— TASK DESCRIPTION —
Copy everything in the data below exactly except the pictures.

— DATA SHOWN —
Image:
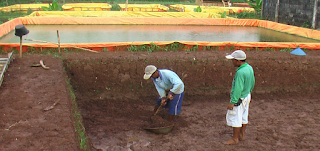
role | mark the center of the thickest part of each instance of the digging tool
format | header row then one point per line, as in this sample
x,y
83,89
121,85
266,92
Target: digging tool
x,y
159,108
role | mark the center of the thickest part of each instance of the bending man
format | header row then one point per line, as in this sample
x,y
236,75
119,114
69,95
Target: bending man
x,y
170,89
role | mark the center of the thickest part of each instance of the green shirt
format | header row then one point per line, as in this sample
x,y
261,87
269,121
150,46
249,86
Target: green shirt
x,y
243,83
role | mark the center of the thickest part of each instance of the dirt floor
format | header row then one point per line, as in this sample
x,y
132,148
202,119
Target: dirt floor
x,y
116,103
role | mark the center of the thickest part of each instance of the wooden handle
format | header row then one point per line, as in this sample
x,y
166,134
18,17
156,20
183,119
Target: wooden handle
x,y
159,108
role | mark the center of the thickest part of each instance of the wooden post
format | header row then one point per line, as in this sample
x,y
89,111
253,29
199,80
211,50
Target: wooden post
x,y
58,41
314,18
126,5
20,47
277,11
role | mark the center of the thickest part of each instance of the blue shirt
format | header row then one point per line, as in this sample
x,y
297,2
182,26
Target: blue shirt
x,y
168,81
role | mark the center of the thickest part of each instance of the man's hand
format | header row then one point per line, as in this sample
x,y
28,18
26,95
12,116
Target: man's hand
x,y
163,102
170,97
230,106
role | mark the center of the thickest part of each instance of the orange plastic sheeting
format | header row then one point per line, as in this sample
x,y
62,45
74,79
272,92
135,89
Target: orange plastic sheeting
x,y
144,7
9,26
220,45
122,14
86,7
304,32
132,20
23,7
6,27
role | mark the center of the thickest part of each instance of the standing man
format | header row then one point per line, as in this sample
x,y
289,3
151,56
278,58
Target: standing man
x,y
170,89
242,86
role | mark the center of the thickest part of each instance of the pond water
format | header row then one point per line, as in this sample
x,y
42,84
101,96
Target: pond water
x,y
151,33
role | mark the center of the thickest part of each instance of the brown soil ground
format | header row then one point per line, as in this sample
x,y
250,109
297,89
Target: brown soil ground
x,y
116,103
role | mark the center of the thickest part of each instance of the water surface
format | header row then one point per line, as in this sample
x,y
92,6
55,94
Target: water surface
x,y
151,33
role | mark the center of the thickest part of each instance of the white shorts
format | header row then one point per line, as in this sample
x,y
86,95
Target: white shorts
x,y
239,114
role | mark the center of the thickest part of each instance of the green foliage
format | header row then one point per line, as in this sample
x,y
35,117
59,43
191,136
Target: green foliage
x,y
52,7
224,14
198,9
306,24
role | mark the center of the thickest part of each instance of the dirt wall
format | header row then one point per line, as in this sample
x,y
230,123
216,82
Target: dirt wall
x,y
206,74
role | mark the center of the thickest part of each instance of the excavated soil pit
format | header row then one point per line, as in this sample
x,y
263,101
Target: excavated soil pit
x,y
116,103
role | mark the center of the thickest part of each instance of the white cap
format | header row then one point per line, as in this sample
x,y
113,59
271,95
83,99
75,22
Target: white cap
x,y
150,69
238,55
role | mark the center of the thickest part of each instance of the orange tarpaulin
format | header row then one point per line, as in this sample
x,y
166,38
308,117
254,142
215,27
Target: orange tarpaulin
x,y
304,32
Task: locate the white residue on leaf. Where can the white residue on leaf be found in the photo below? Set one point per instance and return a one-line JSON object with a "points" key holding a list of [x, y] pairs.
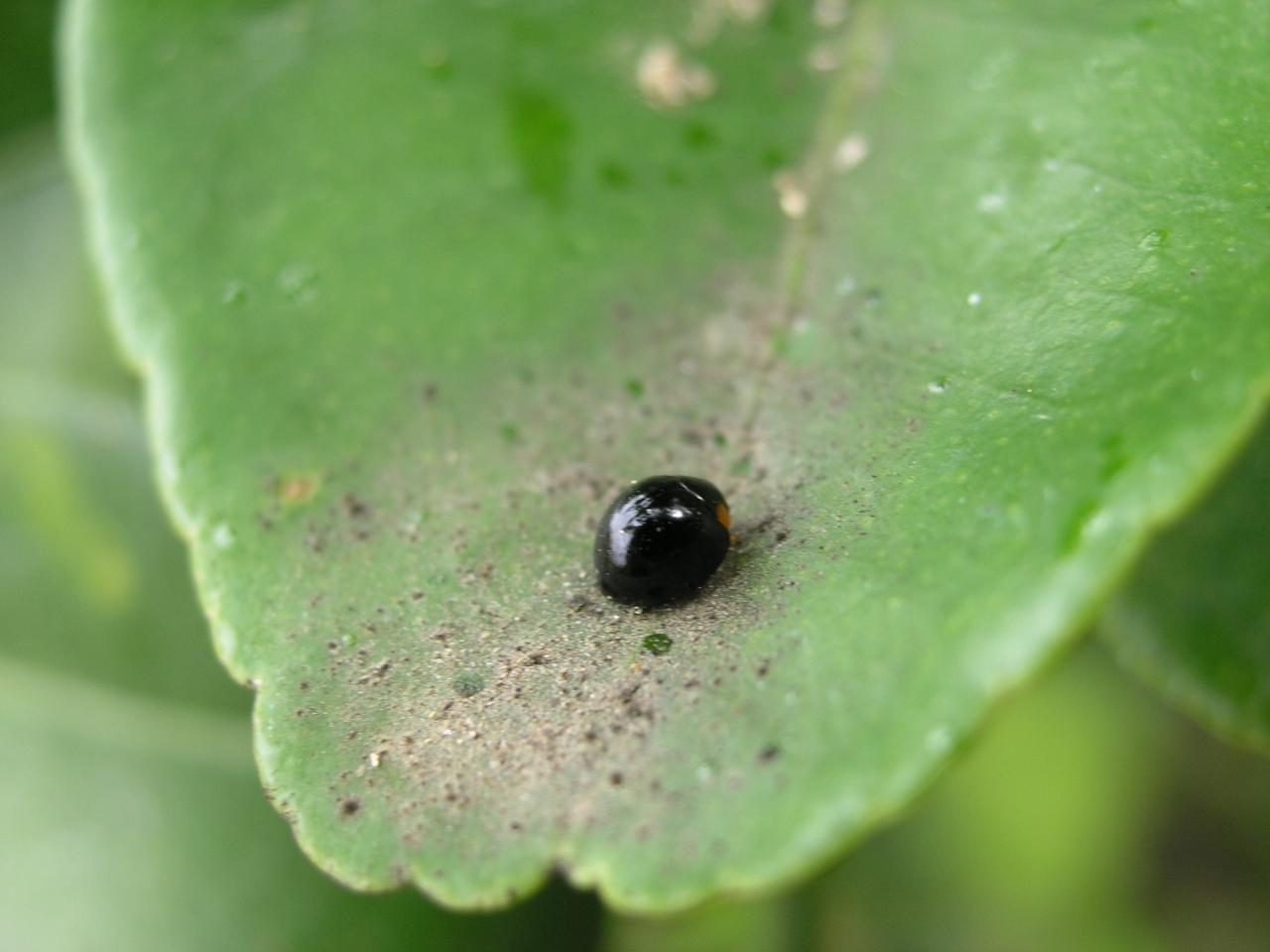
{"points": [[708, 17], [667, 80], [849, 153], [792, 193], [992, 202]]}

— YOUR SOLUTION —
Image:
role | mark the center of the thickest part of each instance of the digging tool
format | header row then one point per line, as in this sample
x,y
83,89
121,85
266,92
Target: digging tool
x,y
159,108
role | mark the center of the thickest part of each instance of the bending man
format | header row then one point per line, as in this sample
x,y
236,75
119,114
69,95
Target: bending man
x,y
170,89
role | mark the center of the thickest part of each instance of the green shirt
format | header row then one point per line, as in this sample
x,y
261,87
269,121
150,46
249,86
Target: green shirt
x,y
243,83
role | mark the center of the thickest part of each instance of the dirt floor
format | header row then one point per line, as in this sample
x,y
132,148
202,119
Target: dirt floor
x,y
116,103
role | mark the center of the thickest part of each instance of the wooden handle
format | header row then one point per line, as in this sample
x,y
166,134
18,17
156,20
183,119
Target: wooden handle
x,y
159,108
role | mark the center of the thickest part of each instance of the wooden post
format | header row then one point per line, as in this sample
x,y
89,111
253,29
199,80
211,50
Target: wooden post
x,y
58,41
314,18
126,5
20,47
277,11
role | mark the center of the thickest part of each instance of the blue shirt
format | header row then one point per line, as in this sample
x,y
297,2
182,26
Target: blue shirt
x,y
168,81
role | mark the center of the thickest part of each instance of the man's hand
format | header row then one point per line, as in this sample
x,y
28,18
26,95
12,116
Target: man's hand
x,y
163,102
170,97
230,106
role | mark the center of the thickest part of each instance of the orange plastic sheeting
format | header row then one point per line, as in this sample
x,y
62,45
74,79
272,92
135,89
Target: orange plastic sheeting
x,y
144,7
9,26
220,45
122,14
86,7
304,32
132,20
23,7
6,27
role | mark the center of the thickest part of each instance of the standing man
format | header row then one point per line, as in this sample
x,y
289,3
151,56
278,58
Target: standing man
x,y
170,89
242,86
role | mark the center of the thickest part of each instance of the pond water
format | header row then one point per line, as in this sample
x,y
42,84
101,96
Target: pond water
x,y
151,33
role | mark the center of the thickest part of each instance of the brown soil ground
format | header row then one point per line, as in this sample
x,y
250,109
297,89
Target: brown soil ground
x,y
116,103
role | mark the center of the thickest part of each instance of the water surface
format | header row then one point per line, as in this sample
x,y
92,6
55,94
Target: water surface
x,y
151,33
role | mark the center of the thickest part of each instance of the white shorts
format | header row then one point per line, as in this sample
x,y
86,95
Target: white shorts
x,y
239,114
role | mark the center of the thickest part of each instance of the green foliage
format | header row then one point per line, as in this sample
x,y
35,117
59,43
191,136
Target: green foliage
x,y
52,7
224,14
198,9
306,24
role | mark the center of the thickest part of each instance of the dirt wall
format | header row then one point per line, as in this sample
x,y
230,123
216,82
Target: dirt wall
x,y
206,74
role | mark the center of the thickest part of each instance of the excavated soil pit
format | header row then one point per line, as in this sample
x,y
263,101
Target: excavated soil pit
x,y
116,103
role | mark the center of the thickest part of each instance of the white cap
format | header row then one point per line, as in this sample
x,y
113,59
271,95
83,99
75,22
Target: white cap
x,y
150,69
238,55
role | mark the center of the thickest part of each instance of the orange tarpaulin
format | header row then one point per line, as in this sample
x,y
166,38
308,117
254,142
215,27
Target: orange tarpaulin
x,y
304,32
Task: locate the white residue on leaf. Where can the white residue on leaf be found in the photo below? Set one point per instance and return a one-line JSON object with a "points" key holding a list of [x, y] pairs.
{"points": [[708, 17], [667, 80], [849, 153], [792, 193], [992, 202]]}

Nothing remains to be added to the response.